QUOTED PASSAGE:
⁂
Christ's preaching. (1) Christ's answer to John's disciples. (2-6) Christ's testimony to John the Baptist. (7-15) The perverseness of the Jews. (16-24) The gospel revealed to the simple. The heavy-laden invited. (25-30)

Verse 1 Our Divine Redeemer never was weary of his labour of love; and we should not be weary of well-doing, for in due season we shall reap, if we faint not.

Verses 2-6 Some think that John sent this inquiry for his own satisfaction. Where there is true faith, yet there may be a mixture of unbelief. The remaining unbelief of good men may sometimes, in an hour of temptation; call in question the most important truths. But we hope that John's faith did not fail in this matter, and that he only desired to have it strengthened and confirmed. Others think that John sent his disciples to Christ for their satisfaction. Christ points them to what they heard and saw. Christ's gracious condescensions and compassions to the poor, show that it was he that should bring to the world the tender mercies of our God. Those things which men see and hear, if compared with the Scriptures, direct in what way salvation is to be found. It is difficult to conquer prejudices, and dangerous not to conquer them; but those who believe in Christ, their faith will be found so much the more to praise, and honour, and glory.
⁂
TASK LIST:
1 – Return, word for word, the part of the commentary on Christ's preaching that opens with the words containing "Christ's preaching. (1)" and closes with "we faint not.".
2 – Answer these questions from the commentary on Christ's preaching:
(a) Which verses does the opening outline assign to Christ's testimony to John the Baptist?
(b) Under Verse 1, on what condition shall we reap in due season?
(c) Under Verses 2-6, to what does Christ point John's disciples?

RECORDED INFORMATION:
⁂
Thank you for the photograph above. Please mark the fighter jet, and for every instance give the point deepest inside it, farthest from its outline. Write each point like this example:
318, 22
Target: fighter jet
⁂
IN RESPONSE:
1 –
Christ's preaching. (1) Christ's answer to John's disciples. (2-6) Christ's testimony to John the Baptist. (7-15) The perverseness of the Jews. (16-24) The gospel revealed to the simple. The heavy-laden invited. (25-30)

Verse 1 Our Divine Redeemer never was weary of his labour of love; and we should not be weary of well-doing, for in due season we shall reap, if we faint not.

2 –
(a) Verses 7-15.
(b) If we faint not.
(c) To what they heard and saw.